Please find every line below that contains the word "gets" and copy each of those lines in full.

===== Given entries =====

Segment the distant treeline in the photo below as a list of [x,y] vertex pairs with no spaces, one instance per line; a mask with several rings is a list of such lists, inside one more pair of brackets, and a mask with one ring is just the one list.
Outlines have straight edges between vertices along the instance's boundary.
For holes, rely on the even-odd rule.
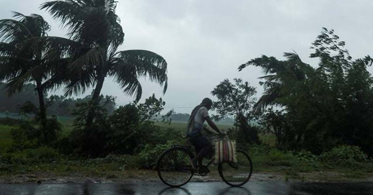
[[[35,91],[36,86],[31,84],[26,85],[19,92],[8,95],[4,83],[0,83],[0,112],[4,113],[17,113],[19,112],[20,107],[27,101],[38,104],[37,94]],[[87,102],[90,100],[91,95],[84,98],[65,98],[61,95],[44,95],[44,101],[47,103],[47,114],[64,116],[73,116],[72,113],[76,104]],[[108,113],[113,113],[115,106],[114,101],[107,102],[104,106]]]
[[[170,116],[170,118],[173,121],[188,121],[189,120],[190,114],[186,113],[173,114]],[[234,120],[232,118],[227,117],[219,120],[218,123],[221,124],[233,124]]]

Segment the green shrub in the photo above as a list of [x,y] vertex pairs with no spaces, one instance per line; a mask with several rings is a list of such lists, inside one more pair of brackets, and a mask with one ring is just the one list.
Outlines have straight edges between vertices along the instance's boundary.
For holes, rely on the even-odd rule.
[[10,163],[22,164],[51,163],[62,157],[56,150],[46,147],[25,149],[6,155],[6,158]]
[[368,155],[357,146],[342,145],[320,155],[320,160],[335,164],[355,164],[369,161]]
[[175,143],[174,141],[170,140],[165,144],[145,145],[144,150],[138,154],[141,168],[154,169],[159,155],[165,150],[171,148]]
[[29,122],[23,122],[19,126],[10,130],[13,139],[11,151],[21,150],[39,146],[39,138],[41,132]]
[[294,152],[294,157],[291,161],[291,165],[295,170],[299,172],[310,172],[322,166],[319,161],[319,157],[309,151],[302,150]]

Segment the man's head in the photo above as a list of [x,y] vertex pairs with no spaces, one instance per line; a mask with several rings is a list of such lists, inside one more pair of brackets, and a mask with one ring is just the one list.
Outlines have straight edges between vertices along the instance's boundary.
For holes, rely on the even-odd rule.
[[210,110],[212,106],[212,100],[209,98],[205,98],[202,100],[202,104],[206,106],[207,110]]

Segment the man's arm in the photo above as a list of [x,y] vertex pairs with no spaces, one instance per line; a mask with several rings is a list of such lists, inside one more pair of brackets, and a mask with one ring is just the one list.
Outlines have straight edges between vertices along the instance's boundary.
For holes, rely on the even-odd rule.
[[216,125],[215,125],[214,122],[213,122],[212,120],[211,120],[211,119],[209,116],[207,116],[204,117],[204,118],[205,120],[206,120],[206,121],[207,121],[207,123],[209,123],[209,125],[211,127],[211,128],[212,128],[213,129],[219,133],[219,134],[223,134],[223,132],[222,132],[222,131],[219,129],[219,128],[217,128],[217,127],[216,126]]

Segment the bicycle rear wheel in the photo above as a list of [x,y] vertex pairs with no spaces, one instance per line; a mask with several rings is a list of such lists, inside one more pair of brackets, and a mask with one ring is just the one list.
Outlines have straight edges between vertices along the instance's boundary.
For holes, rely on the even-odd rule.
[[223,163],[218,166],[219,174],[228,185],[238,187],[247,182],[253,173],[253,163],[245,152],[237,150],[237,163]]
[[191,154],[186,148],[174,147],[164,152],[157,163],[160,179],[171,187],[179,187],[188,183],[193,176]]

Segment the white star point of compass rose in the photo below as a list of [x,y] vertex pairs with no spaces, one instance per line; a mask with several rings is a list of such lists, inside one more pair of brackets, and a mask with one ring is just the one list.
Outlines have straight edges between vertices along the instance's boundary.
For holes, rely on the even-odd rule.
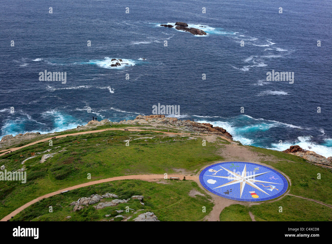
[[233,185],[234,184],[236,184],[238,183],[239,183],[240,198],[241,198],[241,197],[242,196],[242,193],[243,192],[243,189],[244,189],[244,187],[246,184],[248,184],[248,185],[252,186],[254,188],[257,189],[262,192],[264,192],[264,193],[267,194],[269,196],[270,195],[268,193],[265,192],[259,187],[256,185],[255,185],[254,183],[255,182],[261,182],[281,185],[281,184],[280,184],[279,183],[270,182],[268,181],[260,181],[258,180],[255,180],[254,179],[252,179],[253,177],[258,176],[260,175],[262,175],[266,174],[266,173],[268,173],[269,172],[271,172],[271,171],[267,171],[263,173],[259,173],[259,174],[256,174],[247,176],[247,165],[245,164],[244,165],[244,168],[243,169],[243,171],[242,172],[242,173],[241,174],[241,175],[240,175],[236,174],[235,172],[232,172],[230,170],[227,169],[225,169],[222,166],[220,166],[220,167],[229,173],[229,174],[232,175],[233,176],[218,176],[216,175],[208,175],[207,176],[216,177],[218,178],[223,178],[224,179],[228,179],[229,180],[233,180],[230,182],[228,182],[228,183],[226,183],[223,185],[222,185],[221,186],[215,187],[213,188],[213,189],[216,189],[216,188],[218,188],[220,187],[222,187],[224,186],[230,186],[231,185]]

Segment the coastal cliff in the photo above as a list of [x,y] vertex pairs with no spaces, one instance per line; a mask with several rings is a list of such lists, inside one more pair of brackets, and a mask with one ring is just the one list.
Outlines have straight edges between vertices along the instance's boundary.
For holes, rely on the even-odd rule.
[[[140,126],[146,125],[148,128],[151,127],[156,129],[164,127],[169,129],[174,129],[183,132],[189,132],[208,135],[214,135],[223,136],[228,139],[233,141],[233,136],[228,132],[221,127],[214,126],[209,123],[200,123],[189,120],[181,120],[174,117],[166,117],[164,115],[155,115],[149,116],[138,115],[134,120],[124,120],[119,122],[112,122],[108,120],[103,120],[100,121],[95,120],[89,121],[85,125],[78,125],[75,129],[62,131],[61,132],[55,132],[47,134],[41,134],[39,132],[29,132],[24,134],[19,134],[14,136],[12,135],[5,136],[0,141],[0,150],[5,151],[3,149],[8,148],[14,145],[19,146],[24,143],[40,138],[41,139],[47,137],[57,135],[59,133],[66,131],[79,131],[82,130],[93,129],[99,126],[109,125],[123,124],[131,125],[137,125]],[[148,128],[147,127],[147,128]],[[286,153],[293,154],[300,157],[307,161],[319,165],[332,167],[332,157],[326,158],[318,154],[315,152],[304,150],[298,145],[291,146],[290,148],[283,151]]]

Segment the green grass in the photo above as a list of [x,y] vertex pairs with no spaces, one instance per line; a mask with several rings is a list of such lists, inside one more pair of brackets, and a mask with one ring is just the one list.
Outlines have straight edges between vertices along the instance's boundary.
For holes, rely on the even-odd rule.
[[[154,138],[133,139],[145,137]],[[114,130],[54,139],[49,153],[66,150],[42,164],[39,161],[45,153],[27,161],[26,183],[0,182],[0,217],[38,197],[69,186],[122,175],[170,174],[176,169],[193,172],[222,159],[215,152],[221,146],[208,143],[203,147],[199,140],[188,139],[147,131]],[[129,146],[125,145],[126,139],[130,140]],[[61,147],[55,149],[57,146]],[[13,170],[22,168],[22,161],[32,153],[49,148],[44,142],[1,158],[5,159],[7,171]]]
[[233,204],[224,208],[220,213],[220,221],[251,221],[248,207]]
[[[139,214],[148,211],[154,212],[160,221],[199,221],[202,220],[212,210],[213,204],[208,200],[209,196],[198,195],[193,197],[189,196],[189,192],[192,189],[204,194],[195,182],[168,180],[166,183],[169,184],[124,180],[83,187],[40,201],[21,212],[11,221],[99,221],[109,220],[119,214],[132,216],[128,221],[132,221]],[[145,205],[142,205],[137,200],[131,200],[125,203],[100,209],[96,210],[91,205],[86,206],[76,212],[73,211],[73,206],[69,205],[79,198],[89,197],[93,194],[102,195],[107,192],[116,194],[121,199],[127,199],[134,195],[142,195],[144,197],[143,202]],[[112,200],[105,198],[102,201]],[[52,212],[48,212],[50,206],[53,207]],[[115,211],[125,210],[127,206],[135,211],[121,213]],[[206,212],[202,211],[203,206],[206,208]],[[144,210],[133,213],[139,209]],[[106,214],[111,216],[105,217]],[[68,216],[71,218],[66,218]],[[115,220],[122,219],[117,218]]]
[[[274,161],[262,161],[288,176],[291,183],[290,193],[332,204],[332,174],[330,170],[308,162],[294,155],[273,150],[250,147],[253,151],[263,155],[274,156]],[[321,174],[321,179],[317,174]]]
[[[282,207],[282,212],[279,211]],[[221,221],[246,220],[251,212],[256,221],[331,221],[332,208],[306,199],[286,196],[278,201],[249,207],[239,204],[225,207]],[[250,218],[250,216],[249,217]]]

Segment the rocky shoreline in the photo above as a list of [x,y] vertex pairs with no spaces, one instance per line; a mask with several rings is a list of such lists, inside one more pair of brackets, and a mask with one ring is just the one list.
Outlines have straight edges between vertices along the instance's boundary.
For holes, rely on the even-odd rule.
[[[149,128],[159,129],[158,126],[164,126],[165,128],[172,128],[183,131],[184,132],[193,132],[210,135],[215,135],[224,136],[229,140],[233,140],[232,135],[226,130],[221,127],[214,126],[208,123],[199,123],[190,120],[181,120],[177,118],[166,117],[164,115],[155,115],[143,116],[138,115],[134,120],[124,120],[119,122],[112,122],[108,120],[103,120],[101,121],[91,121],[85,125],[78,125],[76,129],[67,130],[64,131],[79,131],[91,129],[103,125],[128,124],[146,125]],[[63,131],[62,131],[63,132]],[[12,135],[7,135],[4,136],[0,141],[0,150],[8,146],[26,141],[37,137],[44,138],[55,135],[57,132],[41,134],[39,132],[28,132],[24,134],[19,134],[13,136]],[[240,143],[240,142],[238,142]],[[309,162],[320,165],[332,167],[332,157],[326,158],[316,153],[315,152],[304,150],[298,145],[291,146],[290,148],[283,151],[300,157]]]
[[291,146],[290,148],[282,151],[300,157],[312,163],[332,166],[332,157],[326,158],[313,151],[304,150],[297,145]]

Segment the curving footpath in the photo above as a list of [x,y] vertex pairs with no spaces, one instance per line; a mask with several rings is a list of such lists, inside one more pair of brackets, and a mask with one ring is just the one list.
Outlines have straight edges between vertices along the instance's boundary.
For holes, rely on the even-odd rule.
[[[127,128],[125,128],[127,129]],[[70,135],[83,135],[85,134],[90,134],[90,133],[96,133],[98,132],[102,132],[102,131],[105,131],[107,130],[122,130],[124,129],[124,128],[123,129],[103,129],[98,130],[89,130],[87,131],[82,131],[81,132],[77,132],[76,133],[72,133],[71,134],[65,134],[64,135],[60,135],[57,136],[56,138],[61,138],[63,137],[66,137],[66,136],[68,136]],[[190,135],[192,133],[192,132],[181,132],[181,133],[176,133],[174,132],[166,132],[166,131],[162,131],[160,130],[146,130],[146,129],[128,129],[128,131],[152,131],[153,132],[161,132],[162,133],[164,133],[164,134],[166,134],[169,135]],[[207,134],[201,134],[202,135],[207,135]],[[232,141],[230,139],[228,139],[226,137],[222,136],[220,135],[217,135],[218,136],[220,136],[222,137],[223,138],[227,140],[229,142],[232,142]],[[54,137],[53,136],[53,137]],[[40,140],[39,141],[34,141],[33,142],[31,142],[31,143],[29,143],[29,144],[27,144],[26,145],[25,145],[24,146],[22,146],[19,147],[13,147],[12,148],[10,148],[10,149],[6,149],[4,150],[2,150],[0,151],[0,152],[3,152],[2,153],[0,154],[0,156],[2,156],[3,155],[4,155],[5,153],[8,152],[13,151],[16,151],[16,150],[18,150],[19,149],[21,149],[21,148],[23,148],[24,147],[26,147],[29,146],[31,146],[33,145],[35,145],[37,143],[39,142],[42,142],[44,141],[48,141],[49,140],[51,140],[52,139],[52,137],[49,137],[47,138],[45,138],[42,140]]]
[[[172,177],[178,177],[180,178],[184,176],[186,177],[186,179],[195,181],[199,183],[199,178],[198,176],[190,176],[184,175],[172,175]],[[81,187],[84,187],[88,186],[91,186],[91,185],[95,184],[99,184],[100,183],[108,182],[110,181],[118,181],[121,180],[142,180],[148,181],[151,180],[163,179],[164,179],[164,175],[136,175],[113,177],[111,178],[108,178],[107,179],[99,180],[98,181],[94,181],[89,182],[83,183],[82,184],[80,184],[80,185],[78,185],[74,186],[67,187],[66,188],[57,191],[56,192],[54,192],[51,193],[48,193],[44,196],[37,198],[35,199],[34,199],[32,201],[30,201],[29,203],[26,203],[23,206],[15,209],[7,216],[2,218],[0,221],[7,221],[7,220],[10,219],[12,216],[15,216],[23,209],[39,201],[40,201],[43,198],[49,198],[50,197],[52,197],[55,195],[60,194],[60,193],[65,191],[73,190],[75,189],[77,189],[77,188],[80,188]]]

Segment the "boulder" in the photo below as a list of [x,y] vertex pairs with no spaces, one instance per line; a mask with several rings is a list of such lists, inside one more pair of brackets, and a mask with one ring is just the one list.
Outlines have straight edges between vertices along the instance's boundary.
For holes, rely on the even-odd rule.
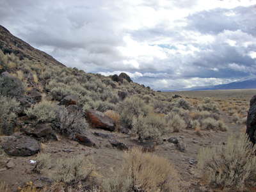
[[86,118],[92,127],[109,131],[115,131],[114,120],[104,113],[90,109],[86,112]]
[[250,109],[247,115],[246,133],[250,140],[253,143],[256,141],[256,95],[250,101]]
[[141,147],[142,151],[145,152],[154,152],[156,150],[156,143],[153,141],[140,143],[139,146]]
[[69,95],[65,97],[60,102],[60,105],[65,105],[66,106],[70,105],[76,105],[78,102],[79,98],[74,95]]
[[174,143],[174,144],[179,143],[179,140],[177,138],[170,138],[167,140],[167,141],[168,141],[169,143]]
[[118,95],[119,98],[121,100],[124,100],[126,98],[126,97],[127,97],[128,93],[127,93],[127,92],[125,92],[118,91],[117,92],[117,95]]
[[53,131],[51,124],[37,124],[32,132],[37,138],[50,136],[52,134]]
[[6,163],[6,168],[8,169],[13,168],[15,166],[15,163],[13,162],[12,159],[10,159],[9,161]]
[[42,94],[35,89],[27,92],[28,96],[31,98],[35,102],[39,102],[42,100]]
[[122,78],[122,79],[125,79],[125,80],[127,81],[129,83],[132,81],[131,79],[131,77],[130,77],[127,74],[125,74],[125,73],[120,73],[120,74],[119,74],[119,76],[118,76],[118,77],[119,77],[119,78]]
[[76,136],[76,139],[78,141],[78,142],[83,145],[95,147],[96,144],[93,141],[92,139],[89,138],[88,136],[85,135],[82,135],[80,134],[77,134]]
[[32,156],[41,149],[38,141],[26,136],[10,138],[2,147],[7,154],[21,157]]
[[111,139],[114,137],[113,134],[102,133],[99,132],[94,132],[93,134],[97,137],[100,137],[104,139]]
[[128,147],[124,143],[120,142],[116,140],[109,140],[109,141],[110,144],[111,144],[112,147],[115,147],[119,150],[128,150]]

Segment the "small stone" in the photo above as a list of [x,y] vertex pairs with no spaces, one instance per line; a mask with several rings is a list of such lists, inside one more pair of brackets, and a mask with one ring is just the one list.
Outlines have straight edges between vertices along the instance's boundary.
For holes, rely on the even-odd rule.
[[176,144],[176,148],[180,152],[184,152],[186,151],[186,145],[183,142]]
[[178,144],[179,140],[177,138],[170,138],[167,140],[169,143]]
[[189,162],[190,164],[195,164],[196,163],[197,163],[197,161],[193,158],[190,158],[189,159]]
[[8,169],[10,169],[12,168],[14,168],[15,166],[15,164],[14,163],[14,162],[11,159],[8,161],[8,163],[7,163],[6,164],[6,168]]

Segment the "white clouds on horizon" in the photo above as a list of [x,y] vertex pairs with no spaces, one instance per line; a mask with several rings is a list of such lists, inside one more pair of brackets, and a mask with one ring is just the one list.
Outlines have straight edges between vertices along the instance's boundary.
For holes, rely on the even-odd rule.
[[0,0],[0,24],[67,66],[157,89],[256,74],[256,1],[212,1]]

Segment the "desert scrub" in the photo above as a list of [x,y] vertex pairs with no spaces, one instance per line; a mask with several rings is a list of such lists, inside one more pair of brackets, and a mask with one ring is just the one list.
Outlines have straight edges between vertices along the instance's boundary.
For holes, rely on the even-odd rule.
[[54,159],[50,154],[40,153],[35,160],[36,164],[34,171],[56,182],[67,184],[85,179],[93,170],[83,154],[68,158]]
[[0,95],[0,134],[10,135],[13,133],[19,105],[15,99]]
[[106,115],[113,120],[116,129],[116,131],[118,131],[120,128],[120,115],[113,110],[108,110],[104,113]]
[[171,128],[173,132],[179,132],[187,127],[185,121],[180,116],[173,112],[169,114],[166,118],[169,122],[168,127]]
[[175,106],[179,108],[182,108],[185,110],[190,110],[191,109],[191,104],[182,98],[178,99],[175,100]]
[[58,182],[70,183],[87,178],[92,172],[93,168],[84,155],[80,154],[65,159],[58,159],[54,168],[52,179]]
[[120,103],[118,111],[120,113],[121,124],[131,129],[134,117],[138,118],[140,115],[145,116],[152,111],[152,109],[146,105],[141,99],[133,96],[125,99]]
[[132,131],[138,136],[138,140],[157,139],[166,129],[166,120],[158,114],[150,113],[134,117]]
[[255,149],[247,135],[232,136],[225,145],[202,148],[198,167],[209,185],[244,191],[256,184]]
[[17,77],[0,77],[0,94],[8,97],[20,97],[25,89],[22,82]]
[[122,168],[104,186],[107,192],[176,192],[179,181],[169,160],[134,148],[125,152]]
[[0,191],[1,192],[10,192],[8,186],[3,181],[0,182]]
[[227,126],[221,120],[216,120],[212,118],[208,117],[201,121],[202,130],[214,130],[226,131]]
[[31,108],[26,109],[25,113],[31,118],[36,118],[38,122],[50,122],[56,117],[55,108],[56,104],[51,101],[42,100]]
[[88,127],[82,110],[75,106],[58,106],[56,114],[56,131],[61,134],[74,138],[77,133],[84,133]]

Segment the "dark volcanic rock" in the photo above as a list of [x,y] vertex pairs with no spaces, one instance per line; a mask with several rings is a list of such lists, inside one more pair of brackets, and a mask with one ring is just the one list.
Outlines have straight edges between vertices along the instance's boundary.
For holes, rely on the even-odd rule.
[[85,135],[77,134],[76,136],[76,139],[77,140],[78,142],[83,145],[88,147],[95,147],[96,143],[92,139],[89,138]]
[[174,144],[178,144],[179,143],[179,140],[177,138],[170,138],[167,140],[167,141],[169,143],[174,143]]
[[247,115],[246,133],[250,140],[253,143],[256,141],[256,95],[250,101],[250,109]]
[[40,145],[36,140],[25,136],[10,138],[3,147],[7,154],[13,156],[30,156],[40,150]]
[[107,131],[115,131],[115,123],[112,118],[100,111],[90,109],[86,112],[86,118],[94,128]]
[[32,133],[38,138],[47,136],[52,134],[52,129],[51,124],[40,124],[36,125]]

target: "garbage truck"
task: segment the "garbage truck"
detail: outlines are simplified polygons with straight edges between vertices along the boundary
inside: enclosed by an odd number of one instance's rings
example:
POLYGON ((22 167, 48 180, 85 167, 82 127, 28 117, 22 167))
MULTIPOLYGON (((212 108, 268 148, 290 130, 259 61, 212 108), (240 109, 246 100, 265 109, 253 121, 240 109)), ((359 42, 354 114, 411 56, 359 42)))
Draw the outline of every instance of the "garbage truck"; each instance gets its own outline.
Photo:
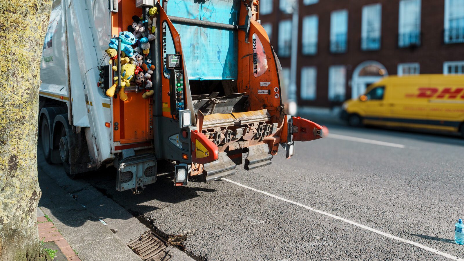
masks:
POLYGON ((251 170, 325 132, 286 114, 257 0, 53 0, 41 63, 45 159, 114 166, 118 191, 251 170))

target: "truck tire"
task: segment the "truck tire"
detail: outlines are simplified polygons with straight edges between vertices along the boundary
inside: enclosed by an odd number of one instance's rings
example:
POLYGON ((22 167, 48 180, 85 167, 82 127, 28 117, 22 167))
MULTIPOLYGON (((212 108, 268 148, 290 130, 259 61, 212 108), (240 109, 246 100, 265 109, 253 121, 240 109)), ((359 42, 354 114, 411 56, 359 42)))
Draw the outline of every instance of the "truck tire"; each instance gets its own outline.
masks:
POLYGON ((45 160, 49 164, 52 163, 51 152, 50 151, 50 126, 48 125, 48 120, 44 117, 40 123, 40 141, 42 143, 42 150, 44 152, 45 160))
POLYGON ((361 127, 362 118, 357 114, 350 114, 348 117, 348 125, 352 127, 361 127))
POLYGON ((66 175, 71 179, 74 179, 77 177, 77 175, 71 174, 71 165, 69 163, 69 143, 64 126, 62 126, 59 133, 59 156, 61 163, 66 175))

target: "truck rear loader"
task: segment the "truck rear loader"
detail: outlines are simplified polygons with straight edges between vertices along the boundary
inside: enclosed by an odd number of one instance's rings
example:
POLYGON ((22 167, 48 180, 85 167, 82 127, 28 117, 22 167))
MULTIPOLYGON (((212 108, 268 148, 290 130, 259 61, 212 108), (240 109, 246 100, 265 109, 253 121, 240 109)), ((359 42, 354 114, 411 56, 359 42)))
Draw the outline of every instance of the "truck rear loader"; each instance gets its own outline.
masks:
POLYGON ((160 173, 209 182, 322 137, 285 112, 258 4, 54 0, 40 71, 46 160, 71 178, 114 166, 116 189, 136 194, 160 173))

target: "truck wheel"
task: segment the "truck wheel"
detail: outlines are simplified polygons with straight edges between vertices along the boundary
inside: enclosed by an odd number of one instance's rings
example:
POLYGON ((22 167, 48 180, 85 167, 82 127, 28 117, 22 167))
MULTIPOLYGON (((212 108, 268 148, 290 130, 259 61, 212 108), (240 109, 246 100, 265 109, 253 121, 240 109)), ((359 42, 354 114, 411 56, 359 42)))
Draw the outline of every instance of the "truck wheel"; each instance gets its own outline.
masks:
POLYGON ((348 125, 352 127, 362 126, 362 119, 357 114, 351 114, 348 118, 348 125))
POLYGON ((71 179, 76 177, 76 174, 71 174, 71 167, 69 163, 69 143, 66 135, 66 130, 64 127, 61 127, 61 137, 59 139, 59 157, 63 163, 63 168, 66 174, 71 179))
POLYGON ((42 119, 40 124, 40 139, 42 142, 42 150, 44 151, 45 161, 49 164, 52 163, 51 152, 50 151, 50 128, 46 117, 42 119))

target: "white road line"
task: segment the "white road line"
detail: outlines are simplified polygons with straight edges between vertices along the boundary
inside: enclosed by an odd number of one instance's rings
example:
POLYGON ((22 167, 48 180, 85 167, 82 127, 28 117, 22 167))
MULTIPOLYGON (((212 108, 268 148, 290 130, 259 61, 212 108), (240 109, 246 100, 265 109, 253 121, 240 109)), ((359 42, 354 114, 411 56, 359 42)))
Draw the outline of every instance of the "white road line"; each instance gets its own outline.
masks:
POLYGON ((374 140, 370 140, 368 139, 363 139, 362 138, 358 138, 357 137, 353 137, 351 136, 346 136, 345 135, 340 135, 339 134, 335 134, 333 133, 329 133, 329 135, 327 136, 327 137, 332 138, 333 139, 337 139, 339 140, 354 141, 356 142, 362 142, 363 143, 368 143, 370 144, 374 144, 375 145, 381 145, 382 146, 388 146, 389 147, 394 147, 395 148, 401 148, 401 149, 404 149, 406 147, 406 146, 403 145, 402 144, 390 143, 389 142, 385 142, 384 141, 380 141, 374 140))
POLYGON ((418 248, 422 248, 423 249, 425 249, 426 250, 430 251, 431 252, 434 253, 435 253, 435 254, 439 254, 440 255, 444 256, 445 257, 447 257, 447 258, 449 258, 450 259, 452 259, 453 260, 456 260, 457 261, 464 261, 464 259, 462 259, 461 258, 459 258, 458 257, 454 256, 454 255, 451 255, 451 254, 447 254, 447 253, 445 253, 442 252, 441 251, 437 250, 437 249, 433 249, 433 248, 429 248, 429 247, 427 247, 426 246, 424 246, 424 245, 422 245, 421 244, 419 244, 419 243, 416 243, 415 242, 413 242, 413 241, 411 241, 410 240, 407 240, 406 239, 404 239, 400 238, 400 237, 396 236, 396 235, 390 235, 389 234, 387 234, 387 233, 386 233, 385 232, 382 232, 382 231, 381 231, 380 230, 377 230, 376 229, 373 228, 370 228, 370 227, 367 227, 367 226, 365 226, 364 225, 362 225, 362 224, 360 224, 359 223, 356 223, 356 222, 354 222, 353 221, 351 221, 351 220, 348 220, 348 219, 346 219, 345 218, 343 218, 342 217, 340 217, 339 216, 336 216, 336 215, 333 215, 333 214, 328 213, 327 212, 325 212, 324 211, 321 211, 321 210, 319 210, 318 209, 313 209, 313 208, 311 208, 311 207, 308 207, 308 206, 306 206, 305 205, 303 205, 303 204, 302 204, 301 203, 298 203, 297 202, 295 202, 295 201, 292 201, 291 200, 289 200, 288 199, 286 199, 284 198, 283 197, 280 197, 279 196, 277 196, 271 194, 271 193, 269 193, 266 192, 265 191, 263 191, 260 190, 259 189, 254 189, 254 188, 251 188, 251 187, 248 187, 248 186, 245 186, 245 185, 243 185, 243 184, 240 184, 240 183, 238 183, 238 182, 235 182, 235 181, 232 181, 232 180, 231 180, 230 179, 228 179, 225 178, 222 178, 221 179, 222 179, 223 180, 225 180, 226 181, 228 181, 229 182, 230 182, 231 183, 234 183, 234 184, 235 184, 236 185, 238 185, 238 186, 240 186, 240 187, 243 187, 244 188, 245 188, 245 189, 251 189, 251 190, 253 190, 254 191, 256 191, 257 192, 258 192, 258 193, 261 193, 261 194, 264 194, 265 195, 267 195, 267 196, 269 196, 273 197, 274 198, 277 198, 277 199, 280 199, 280 200, 282 200, 283 201, 285 201, 285 202, 288 202, 289 203, 291 203, 292 204, 294 204, 295 205, 296 205, 297 206, 299 206, 301 207, 302 208, 303 208, 304 209, 309 209, 309 210, 310 210, 311 211, 314 211, 315 212, 317 212, 318 213, 321 214, 323 215, 329 216, 329 217, 331 217, 332 218, 335 218, 335 219, 338 219, 338 220, 341 220, 342 221, 343 221, 343 222, 346 222, 347 223, 349 223, 350 224, 351 224, 352 225, 354 225, 354 226, 356 226, 356 227, 359 227, 359 228, 364 228, 365 229, 367 229, 367 230, 368 230, 369 231, 370 231, 376 233, 377 233, 378 234, 381 235, 383 235, 384 236, 386 236, 387 237, 388 237, 388 238, 391 238, 392 239, 394 239, 395 240, 398 240, 398 241, 400 241, 401 242, 404 242, 405 243, 407 243, 408 244, 410 244, 412 245, 413 246, 416 246, 416 247, 417 247, 418 248))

=====

## Answer for the task
Draw the outline of every instance of the "garbage truck"; each instance gets its own outline.
Draw the outline of every instance of the "truck tire"; each instance gets its own outline.
Draw the outline of every instance of the "truck rear loader"; each instance gets its own outline.
Draw the outline of every instance of the "truck wheel"; each instance gets its own outline.
Draw the outline of every instance of the "white road line"; each instance gets its own outline.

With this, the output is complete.